— Start ITEMS —
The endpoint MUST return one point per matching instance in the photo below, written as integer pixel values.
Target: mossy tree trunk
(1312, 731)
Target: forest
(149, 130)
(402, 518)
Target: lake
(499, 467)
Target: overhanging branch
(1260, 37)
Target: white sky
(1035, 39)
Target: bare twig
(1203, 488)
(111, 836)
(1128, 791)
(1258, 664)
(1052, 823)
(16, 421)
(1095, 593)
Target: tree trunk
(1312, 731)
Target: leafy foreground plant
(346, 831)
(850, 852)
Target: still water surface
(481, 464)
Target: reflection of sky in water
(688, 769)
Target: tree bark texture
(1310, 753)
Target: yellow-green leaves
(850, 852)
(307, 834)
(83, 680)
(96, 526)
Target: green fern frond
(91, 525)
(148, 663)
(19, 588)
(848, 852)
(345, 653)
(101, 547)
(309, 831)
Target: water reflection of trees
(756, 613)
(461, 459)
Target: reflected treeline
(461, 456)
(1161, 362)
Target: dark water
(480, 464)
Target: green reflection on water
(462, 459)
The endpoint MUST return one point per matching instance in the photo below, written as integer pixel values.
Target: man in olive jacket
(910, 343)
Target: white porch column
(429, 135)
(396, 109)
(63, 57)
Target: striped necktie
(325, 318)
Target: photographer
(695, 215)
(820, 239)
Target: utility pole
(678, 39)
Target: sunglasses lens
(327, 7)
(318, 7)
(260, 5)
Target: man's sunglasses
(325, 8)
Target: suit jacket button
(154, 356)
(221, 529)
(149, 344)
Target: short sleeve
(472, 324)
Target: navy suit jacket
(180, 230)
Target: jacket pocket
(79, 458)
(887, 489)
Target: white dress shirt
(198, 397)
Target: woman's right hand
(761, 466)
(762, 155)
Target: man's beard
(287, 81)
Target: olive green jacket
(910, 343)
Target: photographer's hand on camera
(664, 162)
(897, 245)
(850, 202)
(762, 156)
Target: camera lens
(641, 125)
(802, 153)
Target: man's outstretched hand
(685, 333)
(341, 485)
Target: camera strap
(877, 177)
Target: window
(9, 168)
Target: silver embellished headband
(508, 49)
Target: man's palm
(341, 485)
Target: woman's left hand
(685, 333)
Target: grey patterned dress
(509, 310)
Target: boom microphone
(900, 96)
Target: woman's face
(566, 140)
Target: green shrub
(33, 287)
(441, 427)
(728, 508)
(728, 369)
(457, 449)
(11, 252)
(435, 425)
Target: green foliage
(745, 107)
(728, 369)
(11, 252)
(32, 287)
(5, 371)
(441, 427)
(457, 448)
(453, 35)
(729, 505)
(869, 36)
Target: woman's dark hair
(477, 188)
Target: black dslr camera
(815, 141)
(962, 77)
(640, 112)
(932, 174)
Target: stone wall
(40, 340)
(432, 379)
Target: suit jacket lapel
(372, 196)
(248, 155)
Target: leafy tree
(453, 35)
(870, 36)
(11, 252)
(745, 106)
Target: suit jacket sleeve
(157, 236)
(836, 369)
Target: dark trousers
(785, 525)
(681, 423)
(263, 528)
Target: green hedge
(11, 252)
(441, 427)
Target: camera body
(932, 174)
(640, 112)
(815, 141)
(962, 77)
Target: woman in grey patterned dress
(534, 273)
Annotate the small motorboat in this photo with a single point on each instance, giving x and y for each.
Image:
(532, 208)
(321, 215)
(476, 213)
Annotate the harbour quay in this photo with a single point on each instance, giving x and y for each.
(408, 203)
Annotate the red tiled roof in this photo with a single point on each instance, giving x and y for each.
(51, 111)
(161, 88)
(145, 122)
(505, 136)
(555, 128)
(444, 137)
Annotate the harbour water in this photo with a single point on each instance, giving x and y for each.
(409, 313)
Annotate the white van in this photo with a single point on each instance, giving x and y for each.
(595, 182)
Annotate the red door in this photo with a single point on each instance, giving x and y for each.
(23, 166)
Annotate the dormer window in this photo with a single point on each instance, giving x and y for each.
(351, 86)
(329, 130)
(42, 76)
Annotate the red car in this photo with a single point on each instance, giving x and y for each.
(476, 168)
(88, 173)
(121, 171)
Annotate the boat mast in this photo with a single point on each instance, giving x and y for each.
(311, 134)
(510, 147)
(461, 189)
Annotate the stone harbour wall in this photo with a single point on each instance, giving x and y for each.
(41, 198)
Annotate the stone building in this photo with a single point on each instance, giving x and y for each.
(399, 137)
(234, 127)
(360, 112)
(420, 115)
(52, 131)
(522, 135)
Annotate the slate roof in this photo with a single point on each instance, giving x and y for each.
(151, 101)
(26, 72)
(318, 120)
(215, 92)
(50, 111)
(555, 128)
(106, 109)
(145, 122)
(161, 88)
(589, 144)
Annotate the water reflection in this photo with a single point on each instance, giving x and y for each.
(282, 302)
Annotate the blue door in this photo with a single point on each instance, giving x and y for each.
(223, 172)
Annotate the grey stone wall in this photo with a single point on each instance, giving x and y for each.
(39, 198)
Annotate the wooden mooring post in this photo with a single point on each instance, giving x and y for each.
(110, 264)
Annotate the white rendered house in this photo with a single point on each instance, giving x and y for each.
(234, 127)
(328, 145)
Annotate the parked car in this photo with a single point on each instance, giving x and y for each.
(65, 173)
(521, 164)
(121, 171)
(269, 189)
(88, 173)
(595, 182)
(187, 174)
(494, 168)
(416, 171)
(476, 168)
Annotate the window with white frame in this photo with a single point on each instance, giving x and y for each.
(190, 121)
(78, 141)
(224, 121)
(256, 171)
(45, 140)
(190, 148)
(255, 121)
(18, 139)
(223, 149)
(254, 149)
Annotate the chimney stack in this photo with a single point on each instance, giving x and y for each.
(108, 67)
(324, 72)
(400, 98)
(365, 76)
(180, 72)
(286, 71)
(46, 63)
— End ITEMS —
REQUIREMENT
Print the records above exactly as they appear.

SOLVED PROBLEM
The endpoint MUST return one point per matching instance in the photo below, written as integer pixel values.
Target: mossy tree trunk
(1312, 731)
Target: forest
(149, 130)
(402, 518)
Target: lake
(499, 467)
Target: overhanging branch
(1260, 37)
Target: white sky
(1035, 39)
Target: bare twig
(1203, 488)
(111, 836)
(1128, 791)
(1258, 664)
(1052, 823)
(16, 421)
(1095, 593)
Target: tree trunk
(1312, 731)
Target: leafy foreground plant
(346, 831)
(850, 852)
Target: still water surface
(481, 464)
Target: reflection of sky in water
(688, 769)
Target: tree bark texture
(1310, 753)
Target: yellow-green leaves
(850, 852)
(307, 834)
(83, 680)
(96, 526)
Target: green fern frond
(91, 525)
(148, 663)
(19, 588)
(848, 852)
(345, 653)
(101, 547)
(309, 831)
Target: water reflection of trees
(756, 613)
(461, 459)
Target: reflected treeline
(461, 456)
(1161, 362)
Target: dark water
(480, 464)
Target: green reflection on water
(462, 459)
The endpoint MUST return one point per matching instance in the photo below, written as integer pixel values.
Target: man in olive jacket
(910, 343)
Target: white porch column
(429, 135)
(396, 109)
(63, 57)
Target: striped necktie
(325, 318)
Target: photographer
(695, 215)
(820, 239)
Target: utility pole
(678, 39)
Target: sunglasses lens
(327, 7)
(318, 7)
(260, 5)
Target: man's sunglasses
(325, 8)
Target: suit jacket button
(154, 356)
(221, 529)
(149, 344)
Target: short sleeve
(472, 324)
Target: navy suit jacket
(180, 230)
Target: jacket pocket
(79, 458)
(887, 489)
Target: white dress shirt
(198, 397)
Target: woman's right hand
(761, 466)
(762, 155)
Target: man's beard
(287, 81)
Target: olive green jacket
(910, 343)
Target: photographer's hand on camera
(664, 162)
(897, 245)
(850, 202)
(762, 156)
Target: camera lens
(641, 125)
(802, 153)
Target: man's outstretched hand
(685, 333)
(341, 485)
Target: camera strap
(877, 177)
Target: window
(9, 168)
Target: silver embellished headband
(508, 49)
Target: man's palm
(341, 485)
Target: woman's left hand
(685, 333)
Target: grey patterned dress
(509, 310)
Target: boom microphone
(900, 96)
Target: woman's face
(566, 140)
Target: green shrub
(33, 287)
(441, 427)
(728, 508)
(728, 369)
(457, 449)
(11, 252)
(435, 425)
Target: green foliage
(745, 107)
(728, 369)
(11, 252)
(32, 287)
(5, 371)
(441, 427)
(457, 448)
(453, 35)
(729, 505)
(869, 36)
Target: woman's dark hair
(477, 188)
Target: black dslr camera
(815, 141)
(962, 77)
(640, 112)
(932, 174)
Target: stone wall
(40, 340)
(432, 379)
Target: suit jacket lapel
(372, 196)
(248, 155)
Target: leafy tree
(453, 35)
(870, 36)
(11, 252)
(745, 106)
Target: suit jacket sleeve
(157, 236)
(836, 369)
Target: dark trousers
(785, 525)
(681, 423)
(263, 528)
Target: green hedge
(11, 252)
(441, 427)
Target: camera body
(932, 174)
(640, 112)
(815, 141)
(962, 77)
Target: woman in grey patterned dress
(534, 273)
Annotate the small motorboat in this photo with a single point on each instance, giving x and y for each.
Image:
(532, 208)
(321, 215)
(476, 213)
Annotate the harbour quay in this photo with a single point on each instance, giving x and y for each.
(408, 203)
Annotate the red tiled roof in this photo with a single point on each instance, giving x and y for each.
(51, 111)
(161, 88)
(145, 122)
(505, 136)
(555, 128)
(444, 137)
Annotate the harbour water in this photo with a single point on each instance, giving x and y for each.
(409, 313)
Annotate the white van in this photo with a single point on each instance, giving x and y for each.
(595, 182)
Annotate the red door in this photo with a single point on each instance, giving x and y for each.
(23, 166)
Annotate the dormer window in this photo with a single point on each instance, giving x and y for each.
(351, 86)
(329, 130)
(42, 76)
Annotate the red car in this photo with a single point on each instance, giving x and y for each.
(476, 168)
(88, 173)
(121, 171)
Annotate the boat mast in this photo with a single point on each instance, giving x and y for each.
(311, 134)
(510, 147)
(461, 189)
Annotate the stone harbour wall in this photo with a single point on each instance, giving x and y for each.
(41, 198)
Annotate the stone building in this photo with a single point on each instance, giving x and y for each.
(399, 137)
(234, 127)
(360, 112)
(420, 115)
(52, 131)
(522, 135)
Annotate the slate roof in this photo with a single point on each instance, giving x and y for each.
(151, 101)
(26, 72)
(318, 120)
(215, 92)
(50, 111)
(555, 128)
(106, 109)
(145, 122)
(161, 88)
(589, 144)
Annotate the water reflection in this photo with a single point on each instance, giving x and y for each.
(282, 302)
Annotate the blue door in this photo with a single point on each instance, giving x and y for each.
(223, 172)
Annotate the grey stone wall in this photo with a single point on each instance, giving x and y for each.
(39, 198)
Annotate the wooden mooring post in this photo with a single point on each instance, giving x and y for each.
(110, 264)
Annotate the white rendered house in this photo with a single point on each instance, giving x and y for each.
(234, 127)
(328, 145)
Annotate the parked car in this photo with a single point on each instance, giving x and y for each.
(65, 173)
(521, 164)
(121, 171)
(269, 189)
(88, 173)
(595, 182)
(187, 174)
(494, 168)
(416, 171)
(476, 168)
Annotate the window with white frame in this photo with a single point on each instance, giving x and y for each.
(190, 121)
(78, 141)
(224, 121)
(256, 171)
(45, 140)
(190, 148)
(255, 121)
(18, 139)
(223, 149)
(254, 149)
Annotate the chimney stack in this photo with a single point on each instance, giving x and y for each.
(108, 67)
(324, 72)
(400, 98)
(365, 76)
(180, 72)
(286, 71)
(46, 63)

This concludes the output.